* _Text segment_
It is a sorry state of affairs when concern for self-protection leads an organisation to pass up the opportunity to support a good cause, just because it could be labelled 'political'.

The Postmodern Hatred of Politics

This may be a controversial point to make, but I personally believe that the essence of all politics is actually moral – since politics is about making arguments, statements and rulings about the good (and the bad) of society. It involves saying what we believe is good and worth pursuing (/legalising/promoting), and what we believe is evil and needing to be fought (/prohibited/eradicated), not just for ourselves but for the collective. When one shows support for a political symbol, message or cause, one is effectively making a moral statement about what one believes is good (or bad) for society. A political statement is a moral statement (and the reverse is also true).

The trouble is, in today's world, we have cut ourselves loose from the objective morality given to us by God – the true word of Scripture and the guidance of the Holy Spirit which help us to distinguish right from wrong. We have rejected the Ultimate Source of morality. And so in Western culture, in the absence of a true, objective definition of right and wrong, morality has become relative – what's right for you might not be so for me. We each 'do as we see fit' (Judg 17:16, 21:25).

And as morality has become an individual, private matter, so has politics. They are two sides of the same coin. Declarations of right and wrong – declarations about what is objectively good and bad – are increasingly unwelcome in the public realm, because public means that which is shared, communal, universal, applicable to all. And how can there be a morality that is universally applicable (or a politics that is universally beneficial) if there is no higher moral authority than the individual? How can anyone 'pre-judge' what is good for all?

* _Stored rows_
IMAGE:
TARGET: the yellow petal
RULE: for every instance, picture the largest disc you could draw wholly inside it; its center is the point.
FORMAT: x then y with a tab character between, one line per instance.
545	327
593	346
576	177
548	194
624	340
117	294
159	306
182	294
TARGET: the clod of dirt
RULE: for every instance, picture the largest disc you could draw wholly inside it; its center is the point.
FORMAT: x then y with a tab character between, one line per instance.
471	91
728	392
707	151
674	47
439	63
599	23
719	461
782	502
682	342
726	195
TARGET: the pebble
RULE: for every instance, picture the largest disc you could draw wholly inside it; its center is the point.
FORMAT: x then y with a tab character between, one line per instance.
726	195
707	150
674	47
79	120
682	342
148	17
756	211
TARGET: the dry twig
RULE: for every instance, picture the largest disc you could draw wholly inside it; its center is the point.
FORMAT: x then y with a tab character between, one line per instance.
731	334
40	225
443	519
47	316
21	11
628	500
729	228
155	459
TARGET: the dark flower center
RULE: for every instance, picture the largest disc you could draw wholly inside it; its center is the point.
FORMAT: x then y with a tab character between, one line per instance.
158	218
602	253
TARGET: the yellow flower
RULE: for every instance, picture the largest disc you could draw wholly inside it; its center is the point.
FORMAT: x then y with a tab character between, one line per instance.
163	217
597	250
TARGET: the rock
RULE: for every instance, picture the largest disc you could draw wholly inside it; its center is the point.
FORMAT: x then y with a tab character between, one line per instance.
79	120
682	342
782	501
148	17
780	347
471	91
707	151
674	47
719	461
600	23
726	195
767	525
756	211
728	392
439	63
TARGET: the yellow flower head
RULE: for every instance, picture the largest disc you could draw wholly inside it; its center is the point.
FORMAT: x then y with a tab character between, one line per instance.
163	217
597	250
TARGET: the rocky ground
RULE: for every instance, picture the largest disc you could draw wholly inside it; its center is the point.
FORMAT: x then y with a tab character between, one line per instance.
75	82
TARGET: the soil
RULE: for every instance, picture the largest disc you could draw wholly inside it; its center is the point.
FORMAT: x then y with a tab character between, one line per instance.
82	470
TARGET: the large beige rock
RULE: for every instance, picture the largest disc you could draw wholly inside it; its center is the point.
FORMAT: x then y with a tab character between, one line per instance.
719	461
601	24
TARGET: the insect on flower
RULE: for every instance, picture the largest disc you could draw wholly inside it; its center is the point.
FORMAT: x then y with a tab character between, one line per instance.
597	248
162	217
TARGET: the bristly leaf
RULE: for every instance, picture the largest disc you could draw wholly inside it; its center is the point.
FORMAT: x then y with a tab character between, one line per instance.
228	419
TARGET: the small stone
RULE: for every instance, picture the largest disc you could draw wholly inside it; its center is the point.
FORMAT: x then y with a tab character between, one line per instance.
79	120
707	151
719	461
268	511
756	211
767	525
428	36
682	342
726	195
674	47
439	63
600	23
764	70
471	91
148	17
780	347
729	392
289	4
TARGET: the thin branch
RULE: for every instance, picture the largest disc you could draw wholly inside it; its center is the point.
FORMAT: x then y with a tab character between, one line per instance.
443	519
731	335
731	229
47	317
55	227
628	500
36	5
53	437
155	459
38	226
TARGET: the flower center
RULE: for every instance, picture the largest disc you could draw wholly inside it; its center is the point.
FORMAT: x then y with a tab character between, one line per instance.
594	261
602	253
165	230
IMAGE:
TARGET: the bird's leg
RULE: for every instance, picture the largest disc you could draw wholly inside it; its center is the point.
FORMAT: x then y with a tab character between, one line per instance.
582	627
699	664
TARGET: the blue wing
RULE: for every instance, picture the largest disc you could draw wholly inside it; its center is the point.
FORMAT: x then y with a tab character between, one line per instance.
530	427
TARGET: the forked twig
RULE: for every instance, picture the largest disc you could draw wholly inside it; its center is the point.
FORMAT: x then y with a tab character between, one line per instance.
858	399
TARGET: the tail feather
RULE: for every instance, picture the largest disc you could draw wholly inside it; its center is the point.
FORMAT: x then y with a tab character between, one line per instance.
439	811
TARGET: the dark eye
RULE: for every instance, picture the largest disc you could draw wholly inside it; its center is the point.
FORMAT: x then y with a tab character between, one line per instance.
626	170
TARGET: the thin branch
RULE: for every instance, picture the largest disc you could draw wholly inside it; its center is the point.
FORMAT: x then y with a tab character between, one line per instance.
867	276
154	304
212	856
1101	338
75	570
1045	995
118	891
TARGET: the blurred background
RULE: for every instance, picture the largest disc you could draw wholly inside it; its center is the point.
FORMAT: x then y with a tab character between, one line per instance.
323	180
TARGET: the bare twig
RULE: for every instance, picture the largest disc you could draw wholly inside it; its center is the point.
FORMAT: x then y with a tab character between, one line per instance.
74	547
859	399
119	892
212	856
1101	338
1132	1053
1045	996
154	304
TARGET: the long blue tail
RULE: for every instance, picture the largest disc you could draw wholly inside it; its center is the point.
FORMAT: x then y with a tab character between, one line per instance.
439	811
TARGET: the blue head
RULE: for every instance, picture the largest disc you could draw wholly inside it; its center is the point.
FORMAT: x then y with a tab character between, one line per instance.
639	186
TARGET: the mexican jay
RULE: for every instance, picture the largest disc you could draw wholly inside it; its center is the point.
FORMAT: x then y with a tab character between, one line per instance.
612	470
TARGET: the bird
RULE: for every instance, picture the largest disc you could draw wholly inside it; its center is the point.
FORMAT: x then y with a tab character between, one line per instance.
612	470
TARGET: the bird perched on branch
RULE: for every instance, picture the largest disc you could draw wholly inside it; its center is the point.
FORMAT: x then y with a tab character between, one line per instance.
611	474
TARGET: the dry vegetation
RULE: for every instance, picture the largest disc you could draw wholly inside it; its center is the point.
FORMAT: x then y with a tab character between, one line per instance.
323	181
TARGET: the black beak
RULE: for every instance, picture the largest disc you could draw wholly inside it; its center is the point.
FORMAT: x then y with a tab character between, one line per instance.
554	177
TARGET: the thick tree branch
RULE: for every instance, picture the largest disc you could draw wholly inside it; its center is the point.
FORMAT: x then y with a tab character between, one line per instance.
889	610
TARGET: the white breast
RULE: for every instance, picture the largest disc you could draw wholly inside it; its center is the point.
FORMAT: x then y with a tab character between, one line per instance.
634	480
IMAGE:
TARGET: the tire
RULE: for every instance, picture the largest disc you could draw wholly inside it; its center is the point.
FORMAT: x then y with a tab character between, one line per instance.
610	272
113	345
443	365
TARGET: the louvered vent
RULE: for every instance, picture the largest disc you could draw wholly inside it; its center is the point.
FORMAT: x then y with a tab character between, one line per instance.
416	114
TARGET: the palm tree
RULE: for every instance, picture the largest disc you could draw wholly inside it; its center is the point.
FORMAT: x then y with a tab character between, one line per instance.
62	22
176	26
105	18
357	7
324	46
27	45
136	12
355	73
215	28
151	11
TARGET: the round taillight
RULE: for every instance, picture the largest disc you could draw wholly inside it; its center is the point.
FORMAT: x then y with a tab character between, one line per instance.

--

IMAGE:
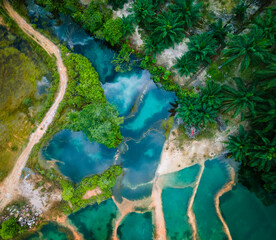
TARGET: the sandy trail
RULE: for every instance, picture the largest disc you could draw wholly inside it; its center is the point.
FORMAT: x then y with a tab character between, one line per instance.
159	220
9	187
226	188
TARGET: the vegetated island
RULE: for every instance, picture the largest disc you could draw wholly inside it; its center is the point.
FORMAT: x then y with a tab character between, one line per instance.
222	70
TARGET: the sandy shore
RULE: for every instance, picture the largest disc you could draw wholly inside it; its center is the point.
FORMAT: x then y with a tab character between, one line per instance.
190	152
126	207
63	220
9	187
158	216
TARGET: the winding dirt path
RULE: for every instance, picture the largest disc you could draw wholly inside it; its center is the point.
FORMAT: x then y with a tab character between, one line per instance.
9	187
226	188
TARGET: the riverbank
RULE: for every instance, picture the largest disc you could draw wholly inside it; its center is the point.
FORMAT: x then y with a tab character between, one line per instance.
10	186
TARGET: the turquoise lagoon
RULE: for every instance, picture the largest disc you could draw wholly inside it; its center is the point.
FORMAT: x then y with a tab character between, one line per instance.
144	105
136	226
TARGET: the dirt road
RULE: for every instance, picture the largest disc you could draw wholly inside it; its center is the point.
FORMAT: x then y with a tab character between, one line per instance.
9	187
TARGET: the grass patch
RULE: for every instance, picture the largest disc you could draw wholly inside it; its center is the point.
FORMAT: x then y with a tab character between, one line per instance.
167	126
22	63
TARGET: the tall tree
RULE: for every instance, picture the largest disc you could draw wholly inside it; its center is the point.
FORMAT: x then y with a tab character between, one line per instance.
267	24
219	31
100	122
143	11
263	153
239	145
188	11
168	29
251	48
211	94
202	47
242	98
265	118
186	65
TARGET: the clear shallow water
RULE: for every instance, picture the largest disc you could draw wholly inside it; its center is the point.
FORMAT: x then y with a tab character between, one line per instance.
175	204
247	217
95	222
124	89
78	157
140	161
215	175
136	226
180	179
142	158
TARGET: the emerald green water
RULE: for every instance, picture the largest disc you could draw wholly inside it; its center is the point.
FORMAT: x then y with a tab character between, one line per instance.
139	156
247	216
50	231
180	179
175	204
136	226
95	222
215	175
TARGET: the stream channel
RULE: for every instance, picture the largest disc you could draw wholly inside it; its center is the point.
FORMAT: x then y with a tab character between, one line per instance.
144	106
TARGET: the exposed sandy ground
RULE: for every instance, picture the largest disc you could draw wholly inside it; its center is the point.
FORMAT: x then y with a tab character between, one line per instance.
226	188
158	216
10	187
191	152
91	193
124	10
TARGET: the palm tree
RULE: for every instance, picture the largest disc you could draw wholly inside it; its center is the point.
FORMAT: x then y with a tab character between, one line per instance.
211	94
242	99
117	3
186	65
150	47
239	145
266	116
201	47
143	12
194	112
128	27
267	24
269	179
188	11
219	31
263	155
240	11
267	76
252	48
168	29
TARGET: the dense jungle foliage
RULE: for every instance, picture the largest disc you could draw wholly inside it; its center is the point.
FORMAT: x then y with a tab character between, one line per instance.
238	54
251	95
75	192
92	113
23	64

* _Short task_
Revise the passage on politics and morality, starting with "It is a sorry" and going on through "be labelled 'political'.", so that "good cause" reads "worthy cause".

* _Output_
It is a sorry state of affairs when concern for self-protection leads an organisation to pass up the opportunity to support a worthy cause, just because it could be labelled 'political'.